= INSTRUCTIONS FOR THE TASK =
In the entries below, substitute "annotation team" for every occurrence of "labeling team", and reproduce everything else unchanged.
--- BEGIN RECORD LIST ---
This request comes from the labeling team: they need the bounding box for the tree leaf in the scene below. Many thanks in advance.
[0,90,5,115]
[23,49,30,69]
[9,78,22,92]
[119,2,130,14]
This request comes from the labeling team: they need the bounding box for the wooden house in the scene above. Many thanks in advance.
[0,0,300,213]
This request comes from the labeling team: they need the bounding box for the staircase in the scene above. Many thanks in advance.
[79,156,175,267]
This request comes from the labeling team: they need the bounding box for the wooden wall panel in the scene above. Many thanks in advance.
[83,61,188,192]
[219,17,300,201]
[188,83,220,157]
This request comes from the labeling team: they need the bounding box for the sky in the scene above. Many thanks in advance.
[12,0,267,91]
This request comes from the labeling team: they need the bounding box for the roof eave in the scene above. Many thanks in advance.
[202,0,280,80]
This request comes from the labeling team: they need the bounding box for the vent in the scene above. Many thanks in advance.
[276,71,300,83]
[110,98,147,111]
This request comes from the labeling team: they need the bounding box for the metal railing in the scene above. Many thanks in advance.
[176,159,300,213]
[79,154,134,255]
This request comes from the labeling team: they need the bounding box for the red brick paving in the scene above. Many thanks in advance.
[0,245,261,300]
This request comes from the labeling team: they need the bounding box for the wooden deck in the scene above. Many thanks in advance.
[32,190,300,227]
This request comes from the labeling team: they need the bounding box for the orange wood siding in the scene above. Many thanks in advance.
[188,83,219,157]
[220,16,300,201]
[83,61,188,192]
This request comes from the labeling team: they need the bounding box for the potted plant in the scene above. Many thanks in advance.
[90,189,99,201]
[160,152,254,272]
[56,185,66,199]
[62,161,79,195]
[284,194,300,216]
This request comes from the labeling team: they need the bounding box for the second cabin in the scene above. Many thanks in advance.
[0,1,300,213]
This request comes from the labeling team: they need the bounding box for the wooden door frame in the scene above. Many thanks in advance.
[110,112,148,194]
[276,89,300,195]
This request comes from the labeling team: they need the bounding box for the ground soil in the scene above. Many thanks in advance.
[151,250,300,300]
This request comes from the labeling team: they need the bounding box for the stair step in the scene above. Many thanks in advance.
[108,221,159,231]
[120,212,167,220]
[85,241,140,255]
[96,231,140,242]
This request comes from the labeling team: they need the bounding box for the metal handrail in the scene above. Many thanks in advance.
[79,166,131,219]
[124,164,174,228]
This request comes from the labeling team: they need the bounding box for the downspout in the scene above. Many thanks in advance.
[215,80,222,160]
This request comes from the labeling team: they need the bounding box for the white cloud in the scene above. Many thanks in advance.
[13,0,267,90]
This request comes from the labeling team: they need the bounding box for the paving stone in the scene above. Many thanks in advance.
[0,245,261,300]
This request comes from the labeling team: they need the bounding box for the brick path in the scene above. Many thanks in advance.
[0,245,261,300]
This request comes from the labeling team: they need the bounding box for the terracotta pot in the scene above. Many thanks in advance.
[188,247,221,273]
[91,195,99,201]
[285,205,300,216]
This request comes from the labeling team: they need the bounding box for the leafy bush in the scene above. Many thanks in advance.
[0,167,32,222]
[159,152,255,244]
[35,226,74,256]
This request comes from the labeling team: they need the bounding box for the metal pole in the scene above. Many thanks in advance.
--- END RECORD LIST ---
= SOLUTION FOR THIS PROBLEM =
This request comes from the annotation team: they need the bounding box for the tree leaf in the scene below. Many thanks in advance.
[0,90,5,115]
[23,49,30,69]
[9,78,22,92]
[119,2,130,14]
This request comes from the annotation team: they need the bounding box for the wooden house in the scene above. Many thanks in advance.
[0,0,300,213]
This request comes from the annotation team: they need the bounding box for the staircase in the scene above. Many thanks in advance.
[79,156,175,267]
This request comes from the annotation team: they need the bounding box for the wooden wall panel in the scene above. Many thanks in advance.
[83,61,188,192]
[219,17,300,201]
[188,83,220,157]
This request comes from the annotation team: they need the bounding box for the sky in the scene above. Many thanks in advance.
[12,0,267,91]
This request comes from the annotation team: they need the bounding box for the roof eave in the scene above. Many thanks in advance.
[202,0,280,80]
This request comes from the annotation team: they need the bounding box for the vent in the scene above. Many thanks in advance.
[276,71,300,83]
[110,98,147,111]
This request comes from the annotation team: they need the bounding box for the metal railing in the scene above. Many thanks in advance.
[176,159,300,213]
[79,154,134,255]
This request comes from the annotation team: they need the bounding box for the red brick paving in the scene above. Many thanks in advance.
[0,245,261,300]
This request comes from the annotation team: they need the bounding box for the wooden deck in the scene above. Many thanks in advance.
[32,190,300,227]
This request comes from the annotation team: they need the bounding box for the orange wood siding in the scene above. Many thanks in advance.
[188,83,219,157]
[220,16,300,201]
[83,61,188,192]
This request comes from the annotation team: they need the bounding box for the potted plant in the scene above. Many thanks in advance.
[90,189,99,201]
[160,152,254,272]
[56,185,66,199]
[62,161,79,195]
[284,194,300,216]
This request comes from the annotation team: they need the bounding box for the second cabin in the scene above. Many thanks in advance.
[0,1,300,213]
This request comes from the annotation team: they need the bounding box for the wooden door frame in the scene above. Many thanks in advance.
[110,112,148,194]
[276,89,300,195]
This request comes from the annotation team: they need the bounding box for the ground soil in the scene above. Many thanks in advance.
[151,250,300,300]
This request comes from the annotation team: they need the bounding box for the stair step in the scene above. Many thanks in advance.
[108,221,159,231]
[120,212,167,220]
[85,241,140,255]
[96,231,140,242]
This request comes from the annotation team: they need the bounding box for the metal handrail in the scene above. Many thanks in advance.
[79,166,131,219]
[124,164,174,228]
This request comes from the annotation team: they need the bounding box for the downspout in the scene above. Many thanks in advance.
[215,80,222,160]
This request comes from the annotation team: they need the bounding box for the white cloud in the scene above. Many thanks in advance.
[13,0,267,90]
This request comes from the annotation team: they need the bounding box for the paving stone in the scene above. Many thanks in advance.
[0,245,261,300]
This request comes from the annotation team: they need the bounding box for the brick path in the scene above. Many thanks in advance.
[0,245,261,300]
This request comes from the annotation team: they need the bounding box for the terracotta pot in the scene above. Many thanks in advance.
[188,247,221,273]
[91,195,99,201]
[285,205,300,216]
This request comes from the annotation team: they need the bounding box for the leafy bush in the scene above. Many thanks in advance.
[0,167,32,222]
[159,152,255,244]
[35,226,74,256]
This request comes from the annotation team: they need the bounding box for the metal pole in the scene above. Many thanks in advance.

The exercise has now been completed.